::: DATA

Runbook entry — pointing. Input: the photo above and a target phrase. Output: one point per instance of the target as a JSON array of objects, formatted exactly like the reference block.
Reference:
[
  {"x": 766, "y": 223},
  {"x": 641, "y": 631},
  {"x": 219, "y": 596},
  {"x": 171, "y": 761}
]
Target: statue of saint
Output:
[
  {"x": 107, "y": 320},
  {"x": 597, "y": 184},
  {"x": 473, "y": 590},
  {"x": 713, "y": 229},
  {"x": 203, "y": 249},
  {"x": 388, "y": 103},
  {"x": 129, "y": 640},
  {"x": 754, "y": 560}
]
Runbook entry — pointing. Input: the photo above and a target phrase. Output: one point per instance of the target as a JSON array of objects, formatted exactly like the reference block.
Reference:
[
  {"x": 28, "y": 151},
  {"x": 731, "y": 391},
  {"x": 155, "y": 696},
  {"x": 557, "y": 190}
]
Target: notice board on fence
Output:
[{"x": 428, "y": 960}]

::::::

= EXERCISE PROMPT =
Reproduce all the records above in full, requests included, offsetting every x and y coordinate in the answers by +146. Leave the coordinates in the reference blocks unchanged.

= TASK SOLUTION =
Runbook entry — pointing. Input: the photo above and a target phrase. Output: one point per instance of the target as a JSON array of objects, formatted exactly like the reference block.
Reference:
[
  {"x": 766, "y": 223},
  {"x": 641, "y": 631},
  {"x": 219, "y": 596},
  {"x": 171, "y": 761}
]
Target: statue of saint
Output:
[
  {"x": 253, "y": 466},
  {"x": 743, "y": 330},
  {"x": 619, "y": 736},
  {"x": 859, "y": 375},
  {"x": 349, "y": 395},
  {"x": 534, "y": 249},
  {"x": 275, "y": 786},
  {"x": 900, "y": 706}
]
Runbook entry — pointing. Input: the photo above and a target phrase. Output: one point per instance of the target as a JSON array of objects, formatted exactly like the reference block.
Reference:
[
  {"x": 28, "y": 151},
  {"x": 731, "y": 391},
  {"x": 155, "y": 696},
  {"x": 557, "y": 190}
]
Target: notice board on fence
Output:
[{"x": 574, "y": 1106}]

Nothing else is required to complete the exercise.